Work task 1:
In the text on Danny Bundy's lawsuit against Nustar, on what date did the Court of Appeals issue the decision written by Judge Bronson James?
Work task 2:
List every kind of fumes that the text on Danny Bundy's lawsuit against Nustar says he was exposed to as a terminal operator.

Provided text:

•••••

Danny Bundy was exposed to dangerous levels of diesel, gasoline and ethanol fumes as a terminal operator for Nustar, and the company paid his workers’ comp claim for non-disabling exposure to gasoline fumes. Bundy later sought compensation for additional medical conditions he attributed to the same incident, but Nustar rejected them, saying workplace exposure was not the major contributing cause.

Bundy challenged the denials through the workers’ comp system but lost. He then sued Nustar, filing multiple complaints in an effort to make claims that got around the near-total immunity from negligence suits provided to employers under the law. He argued ORS 656.019 allowed him to proceed with a lawsuit after his claims had been denied.  

That section of the workers’ comp law had been passed after the Oregon Supreme Court, in Smothers v. Gresham Transfer, ruled an earlier version unconstitutional because it stripped workers of the right to sue over claims even if they weren’t compensable through the workers’ comp system. The revised law says a worker “may pursue” a negligence lawsuit “only after” a final order rejecting his claim under workers’ comp.

The trial court rejected Bundy’s argument and the Oregon Court of Appeals upheld the decision. Then the Oregon Supreme Court issued another decision overruling Smothers and affirming the authority of state legislators to fashion alternate remedies for tort claims. 

Bundy appealed to the Oregon Supreme Court on the question of whether ORS 656.019 meant he could proceed with a negligence lawsuit after the Workers’ Compensation Board denied his claims. The high court agreed with Bundy that the appeals court had incorrectly considered his later illnesses to be part of “the claim” that he received compensation for already but declined to decide whether the law created an exception to the liability protection for employers.

The case went back to trial court, where Bundy lost again, and he appealed again, drawing briefs in support from the Oregon Trial Lawyers Association. But the Court of Appeals ruled against him again, stepping in to answer the question the Oregon Supreme Court had avoided.

“This case over the years has presented a kaleidoscope of shifting arguments involving the intersection of workers’ compensation statutes and remedies clause jurisprudence,” the appeals court said, in a Jan. 26 decision by Judge Bronson James. 

The trial lawyers urged the appeals court to avoid interpreting the law in a way that created a potential conflict with the constitutional right to trial. But the appeals court said that argument had no relevance in this case, since the law was written to provide “a procedural pathway for constitutionally required claims.”

The appeals court interpreted the law to mean that workers can’t sue if their claim has already been addressed by the workers’ comp system. In support, it cited another section of the law that states it doesn’t provide a right to file a negligence claim “that does not otherwise exist in law.” 

The Oregon legislature expanded the scope of workers’ comp law in 1995 to bar negligence lawsuits against employers regardless of whether they were compensable under workers comp, but after the state Supreme Court ruled that unconstitutional lawmakers discussed adding a provision requiring workers to exhaust their administrative remedies before resorting to court, the appeals court observed. As for potential constitutional arguments, the court said it will “leave for another day the more complex question of what is left” after the Oregon Supreme Court’s decisions.

•••••

Source material:
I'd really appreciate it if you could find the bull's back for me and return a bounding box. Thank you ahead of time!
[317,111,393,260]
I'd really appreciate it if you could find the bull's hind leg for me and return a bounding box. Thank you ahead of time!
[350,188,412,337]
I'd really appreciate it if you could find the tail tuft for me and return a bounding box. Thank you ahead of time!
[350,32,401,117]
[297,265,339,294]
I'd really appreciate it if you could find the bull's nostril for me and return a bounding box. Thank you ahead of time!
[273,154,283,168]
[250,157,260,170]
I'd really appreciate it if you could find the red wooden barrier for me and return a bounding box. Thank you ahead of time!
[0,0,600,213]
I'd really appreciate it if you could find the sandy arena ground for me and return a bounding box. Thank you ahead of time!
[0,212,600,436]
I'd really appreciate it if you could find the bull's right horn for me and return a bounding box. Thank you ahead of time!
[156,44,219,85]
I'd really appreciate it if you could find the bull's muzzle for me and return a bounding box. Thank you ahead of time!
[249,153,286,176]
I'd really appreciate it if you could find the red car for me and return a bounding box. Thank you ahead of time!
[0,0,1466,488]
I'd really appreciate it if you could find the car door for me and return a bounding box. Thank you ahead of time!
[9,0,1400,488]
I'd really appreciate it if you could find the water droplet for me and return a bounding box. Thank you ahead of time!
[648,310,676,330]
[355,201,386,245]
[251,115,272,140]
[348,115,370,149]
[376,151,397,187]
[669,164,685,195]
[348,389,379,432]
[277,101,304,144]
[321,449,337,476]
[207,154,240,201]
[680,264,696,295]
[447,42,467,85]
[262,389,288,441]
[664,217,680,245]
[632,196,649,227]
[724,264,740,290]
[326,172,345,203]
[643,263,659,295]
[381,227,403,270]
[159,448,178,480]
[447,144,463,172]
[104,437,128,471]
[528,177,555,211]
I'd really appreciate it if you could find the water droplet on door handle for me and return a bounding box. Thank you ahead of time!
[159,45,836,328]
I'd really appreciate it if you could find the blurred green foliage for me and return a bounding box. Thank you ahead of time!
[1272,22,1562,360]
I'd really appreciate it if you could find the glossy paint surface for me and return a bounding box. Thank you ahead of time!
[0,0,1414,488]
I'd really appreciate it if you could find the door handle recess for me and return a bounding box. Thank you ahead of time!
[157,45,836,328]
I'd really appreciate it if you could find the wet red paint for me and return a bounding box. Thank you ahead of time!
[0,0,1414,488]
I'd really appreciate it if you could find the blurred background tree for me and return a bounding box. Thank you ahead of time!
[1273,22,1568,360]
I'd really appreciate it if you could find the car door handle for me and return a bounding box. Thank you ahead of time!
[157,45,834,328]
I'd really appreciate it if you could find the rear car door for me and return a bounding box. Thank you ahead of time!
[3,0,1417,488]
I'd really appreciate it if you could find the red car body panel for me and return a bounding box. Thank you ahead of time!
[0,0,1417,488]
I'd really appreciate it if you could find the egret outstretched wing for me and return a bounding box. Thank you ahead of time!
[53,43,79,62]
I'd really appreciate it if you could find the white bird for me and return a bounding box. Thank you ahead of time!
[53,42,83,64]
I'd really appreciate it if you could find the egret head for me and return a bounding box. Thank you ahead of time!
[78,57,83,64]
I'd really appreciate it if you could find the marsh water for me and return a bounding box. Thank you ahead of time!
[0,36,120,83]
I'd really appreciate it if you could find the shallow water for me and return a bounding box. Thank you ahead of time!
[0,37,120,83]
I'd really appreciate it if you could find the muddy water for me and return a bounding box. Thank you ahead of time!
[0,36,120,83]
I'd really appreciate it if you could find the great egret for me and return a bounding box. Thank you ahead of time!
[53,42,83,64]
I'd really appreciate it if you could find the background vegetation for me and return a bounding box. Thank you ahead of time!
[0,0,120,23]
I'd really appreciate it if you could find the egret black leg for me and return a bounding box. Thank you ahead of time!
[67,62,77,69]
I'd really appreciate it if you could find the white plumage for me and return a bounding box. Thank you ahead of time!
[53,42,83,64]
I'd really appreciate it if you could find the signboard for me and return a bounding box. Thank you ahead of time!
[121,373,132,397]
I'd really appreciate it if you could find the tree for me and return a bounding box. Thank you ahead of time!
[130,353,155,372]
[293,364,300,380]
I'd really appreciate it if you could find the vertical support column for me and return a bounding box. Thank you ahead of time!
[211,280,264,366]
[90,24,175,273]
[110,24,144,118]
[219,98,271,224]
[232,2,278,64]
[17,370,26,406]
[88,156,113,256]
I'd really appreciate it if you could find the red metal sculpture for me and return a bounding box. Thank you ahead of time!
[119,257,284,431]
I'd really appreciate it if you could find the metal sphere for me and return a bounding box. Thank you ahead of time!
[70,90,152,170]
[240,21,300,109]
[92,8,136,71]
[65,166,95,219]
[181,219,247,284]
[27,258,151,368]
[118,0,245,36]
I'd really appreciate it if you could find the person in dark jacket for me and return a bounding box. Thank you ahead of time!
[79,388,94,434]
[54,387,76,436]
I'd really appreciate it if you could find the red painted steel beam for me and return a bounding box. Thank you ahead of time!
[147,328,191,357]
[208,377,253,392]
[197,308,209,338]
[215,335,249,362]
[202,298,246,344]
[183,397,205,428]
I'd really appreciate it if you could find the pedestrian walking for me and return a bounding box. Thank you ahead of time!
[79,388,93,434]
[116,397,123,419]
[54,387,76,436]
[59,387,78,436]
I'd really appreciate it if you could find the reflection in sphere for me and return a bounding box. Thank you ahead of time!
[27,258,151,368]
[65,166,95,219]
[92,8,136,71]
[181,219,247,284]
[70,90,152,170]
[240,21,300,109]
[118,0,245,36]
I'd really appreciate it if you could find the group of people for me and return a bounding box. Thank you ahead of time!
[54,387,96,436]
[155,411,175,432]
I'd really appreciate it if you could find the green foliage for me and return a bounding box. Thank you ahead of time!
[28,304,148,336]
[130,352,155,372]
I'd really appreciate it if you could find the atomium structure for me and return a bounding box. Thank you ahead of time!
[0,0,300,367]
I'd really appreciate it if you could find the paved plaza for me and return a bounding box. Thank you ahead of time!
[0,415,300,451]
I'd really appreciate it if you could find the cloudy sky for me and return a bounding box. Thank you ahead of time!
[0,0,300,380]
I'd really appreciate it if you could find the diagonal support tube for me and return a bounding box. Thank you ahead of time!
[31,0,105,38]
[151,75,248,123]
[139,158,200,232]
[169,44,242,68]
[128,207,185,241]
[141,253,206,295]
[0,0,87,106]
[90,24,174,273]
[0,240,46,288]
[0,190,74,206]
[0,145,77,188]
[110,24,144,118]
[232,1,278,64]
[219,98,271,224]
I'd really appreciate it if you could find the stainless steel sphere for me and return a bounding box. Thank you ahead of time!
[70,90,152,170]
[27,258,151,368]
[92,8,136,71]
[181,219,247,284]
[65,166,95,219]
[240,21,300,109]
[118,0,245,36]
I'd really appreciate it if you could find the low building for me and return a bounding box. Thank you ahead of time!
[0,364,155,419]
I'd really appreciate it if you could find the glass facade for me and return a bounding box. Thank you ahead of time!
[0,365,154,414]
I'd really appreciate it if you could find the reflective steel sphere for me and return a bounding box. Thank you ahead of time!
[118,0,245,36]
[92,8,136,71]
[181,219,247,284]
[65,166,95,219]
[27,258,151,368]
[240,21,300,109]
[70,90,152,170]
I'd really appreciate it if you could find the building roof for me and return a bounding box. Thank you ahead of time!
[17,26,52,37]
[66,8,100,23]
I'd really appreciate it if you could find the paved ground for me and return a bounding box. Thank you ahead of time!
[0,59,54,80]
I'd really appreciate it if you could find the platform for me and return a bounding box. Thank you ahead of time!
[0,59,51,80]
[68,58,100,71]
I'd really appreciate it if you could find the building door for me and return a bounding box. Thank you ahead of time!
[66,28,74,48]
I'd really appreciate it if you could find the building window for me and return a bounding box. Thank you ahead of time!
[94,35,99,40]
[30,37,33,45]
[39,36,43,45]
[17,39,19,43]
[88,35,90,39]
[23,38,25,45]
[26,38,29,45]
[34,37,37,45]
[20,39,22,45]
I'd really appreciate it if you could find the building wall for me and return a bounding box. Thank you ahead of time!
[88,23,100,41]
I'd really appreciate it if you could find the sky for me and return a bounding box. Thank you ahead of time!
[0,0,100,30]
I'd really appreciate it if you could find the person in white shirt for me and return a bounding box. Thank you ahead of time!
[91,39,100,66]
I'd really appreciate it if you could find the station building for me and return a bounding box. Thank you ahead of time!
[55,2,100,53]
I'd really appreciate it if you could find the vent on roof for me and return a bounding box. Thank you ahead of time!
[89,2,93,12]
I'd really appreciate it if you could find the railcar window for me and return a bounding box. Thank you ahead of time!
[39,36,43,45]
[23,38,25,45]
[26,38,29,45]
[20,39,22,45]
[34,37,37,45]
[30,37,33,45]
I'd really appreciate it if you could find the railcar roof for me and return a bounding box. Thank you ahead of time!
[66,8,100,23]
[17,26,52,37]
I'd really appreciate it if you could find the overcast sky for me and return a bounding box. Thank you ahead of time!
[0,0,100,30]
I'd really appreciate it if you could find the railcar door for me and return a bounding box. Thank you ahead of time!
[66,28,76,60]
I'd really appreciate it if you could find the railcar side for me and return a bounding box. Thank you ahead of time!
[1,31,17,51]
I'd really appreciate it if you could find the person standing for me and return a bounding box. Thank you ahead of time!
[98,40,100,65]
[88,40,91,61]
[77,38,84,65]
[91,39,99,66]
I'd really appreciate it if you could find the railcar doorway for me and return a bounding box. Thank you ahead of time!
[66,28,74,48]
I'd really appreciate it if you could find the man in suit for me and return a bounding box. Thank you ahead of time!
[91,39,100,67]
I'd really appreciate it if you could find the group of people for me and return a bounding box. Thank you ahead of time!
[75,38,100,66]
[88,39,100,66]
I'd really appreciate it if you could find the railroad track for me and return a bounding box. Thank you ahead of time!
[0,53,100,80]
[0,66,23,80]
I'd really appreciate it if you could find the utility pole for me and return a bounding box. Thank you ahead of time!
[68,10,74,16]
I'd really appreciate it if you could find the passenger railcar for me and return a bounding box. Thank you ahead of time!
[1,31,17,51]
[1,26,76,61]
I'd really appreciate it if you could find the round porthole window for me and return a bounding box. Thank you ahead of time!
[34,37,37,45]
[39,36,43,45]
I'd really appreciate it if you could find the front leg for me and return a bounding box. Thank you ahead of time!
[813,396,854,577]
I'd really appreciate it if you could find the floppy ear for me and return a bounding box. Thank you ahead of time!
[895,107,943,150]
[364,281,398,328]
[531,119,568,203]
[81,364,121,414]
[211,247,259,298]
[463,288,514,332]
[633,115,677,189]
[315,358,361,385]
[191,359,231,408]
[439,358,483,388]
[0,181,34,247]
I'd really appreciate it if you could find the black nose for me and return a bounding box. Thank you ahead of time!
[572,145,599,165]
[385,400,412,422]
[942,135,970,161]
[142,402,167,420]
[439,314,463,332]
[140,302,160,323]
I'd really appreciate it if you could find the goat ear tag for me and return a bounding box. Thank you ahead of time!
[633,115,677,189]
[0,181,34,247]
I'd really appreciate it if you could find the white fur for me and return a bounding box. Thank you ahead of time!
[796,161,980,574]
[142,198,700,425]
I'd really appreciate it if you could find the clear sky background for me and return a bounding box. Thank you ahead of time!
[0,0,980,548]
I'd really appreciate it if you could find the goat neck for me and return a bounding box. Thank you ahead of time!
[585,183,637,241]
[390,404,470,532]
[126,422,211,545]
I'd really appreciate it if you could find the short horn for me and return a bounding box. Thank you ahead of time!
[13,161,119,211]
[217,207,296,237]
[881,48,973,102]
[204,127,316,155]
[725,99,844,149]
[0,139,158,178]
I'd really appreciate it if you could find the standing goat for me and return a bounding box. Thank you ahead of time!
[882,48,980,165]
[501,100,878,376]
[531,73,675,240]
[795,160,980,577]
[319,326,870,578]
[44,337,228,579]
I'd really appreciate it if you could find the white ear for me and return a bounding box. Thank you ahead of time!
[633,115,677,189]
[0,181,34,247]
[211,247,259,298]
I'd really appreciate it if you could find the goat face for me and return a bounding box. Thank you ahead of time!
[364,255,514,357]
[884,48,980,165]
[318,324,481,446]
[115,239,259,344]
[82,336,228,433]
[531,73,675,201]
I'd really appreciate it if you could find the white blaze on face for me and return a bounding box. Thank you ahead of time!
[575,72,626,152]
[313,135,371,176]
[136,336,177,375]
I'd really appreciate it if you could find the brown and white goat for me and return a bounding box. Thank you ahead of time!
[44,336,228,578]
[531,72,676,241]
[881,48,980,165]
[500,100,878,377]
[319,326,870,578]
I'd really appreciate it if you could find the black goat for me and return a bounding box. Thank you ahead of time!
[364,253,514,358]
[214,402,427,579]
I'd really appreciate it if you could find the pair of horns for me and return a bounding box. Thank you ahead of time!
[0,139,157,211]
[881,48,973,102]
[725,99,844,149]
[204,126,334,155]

•••••

Task output 1:
Jan. 26

Task output 2:
Diesel, gasoline, ethanol